TASK REQUIREMENTS:
Return each line of the entries below that contains the word "Could".

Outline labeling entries
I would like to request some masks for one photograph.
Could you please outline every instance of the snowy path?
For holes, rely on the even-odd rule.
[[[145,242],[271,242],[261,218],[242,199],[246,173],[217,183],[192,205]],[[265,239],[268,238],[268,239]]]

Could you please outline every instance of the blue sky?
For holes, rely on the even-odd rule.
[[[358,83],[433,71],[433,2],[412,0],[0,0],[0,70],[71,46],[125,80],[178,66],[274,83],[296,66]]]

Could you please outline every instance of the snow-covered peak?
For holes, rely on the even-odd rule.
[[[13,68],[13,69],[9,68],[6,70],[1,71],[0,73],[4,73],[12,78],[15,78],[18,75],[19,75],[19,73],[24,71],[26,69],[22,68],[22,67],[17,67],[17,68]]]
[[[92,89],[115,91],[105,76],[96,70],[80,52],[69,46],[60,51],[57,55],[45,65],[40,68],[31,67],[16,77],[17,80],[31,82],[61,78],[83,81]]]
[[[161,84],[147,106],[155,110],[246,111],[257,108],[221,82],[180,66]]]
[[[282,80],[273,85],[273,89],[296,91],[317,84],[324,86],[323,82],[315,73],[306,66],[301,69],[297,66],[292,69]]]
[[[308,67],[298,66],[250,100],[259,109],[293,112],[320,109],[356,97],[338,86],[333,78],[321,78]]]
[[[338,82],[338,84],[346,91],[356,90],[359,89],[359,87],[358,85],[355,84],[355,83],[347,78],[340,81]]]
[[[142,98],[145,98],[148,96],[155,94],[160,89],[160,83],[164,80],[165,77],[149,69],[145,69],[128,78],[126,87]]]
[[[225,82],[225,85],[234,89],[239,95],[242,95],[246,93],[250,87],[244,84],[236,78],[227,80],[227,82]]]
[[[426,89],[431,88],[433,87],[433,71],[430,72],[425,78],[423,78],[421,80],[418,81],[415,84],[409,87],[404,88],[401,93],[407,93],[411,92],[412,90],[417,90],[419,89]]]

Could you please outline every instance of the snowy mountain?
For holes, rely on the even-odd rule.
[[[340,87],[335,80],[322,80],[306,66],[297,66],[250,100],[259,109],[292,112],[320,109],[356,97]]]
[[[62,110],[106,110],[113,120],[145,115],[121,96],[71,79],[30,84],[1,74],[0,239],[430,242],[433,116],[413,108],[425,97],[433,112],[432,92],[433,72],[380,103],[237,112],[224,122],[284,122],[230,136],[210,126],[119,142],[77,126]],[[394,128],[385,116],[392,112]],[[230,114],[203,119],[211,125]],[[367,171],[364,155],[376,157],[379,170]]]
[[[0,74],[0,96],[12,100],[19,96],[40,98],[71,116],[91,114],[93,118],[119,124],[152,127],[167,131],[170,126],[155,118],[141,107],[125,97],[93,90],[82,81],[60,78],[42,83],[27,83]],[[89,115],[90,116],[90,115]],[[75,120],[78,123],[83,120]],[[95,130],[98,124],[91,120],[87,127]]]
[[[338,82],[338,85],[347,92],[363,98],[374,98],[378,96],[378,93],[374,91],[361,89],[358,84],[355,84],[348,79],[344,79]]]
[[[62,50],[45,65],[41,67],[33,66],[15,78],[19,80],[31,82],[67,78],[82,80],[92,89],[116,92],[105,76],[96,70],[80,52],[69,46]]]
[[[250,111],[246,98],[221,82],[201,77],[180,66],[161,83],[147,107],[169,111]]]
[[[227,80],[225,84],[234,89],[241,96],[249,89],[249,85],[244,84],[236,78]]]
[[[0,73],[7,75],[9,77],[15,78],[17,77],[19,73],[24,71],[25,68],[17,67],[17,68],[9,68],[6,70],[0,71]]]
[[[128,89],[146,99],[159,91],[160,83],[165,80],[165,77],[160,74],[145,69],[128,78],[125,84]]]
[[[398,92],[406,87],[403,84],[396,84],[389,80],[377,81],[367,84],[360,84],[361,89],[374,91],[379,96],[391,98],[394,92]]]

ANSWER TO THIS TASK:
Could you please outline every instance of the snowy path?
Could you please outline every instance of the blue sky?
Could you please outline every instance of the snow-covered peak?
Could you please outline every instance of the snowy mountain?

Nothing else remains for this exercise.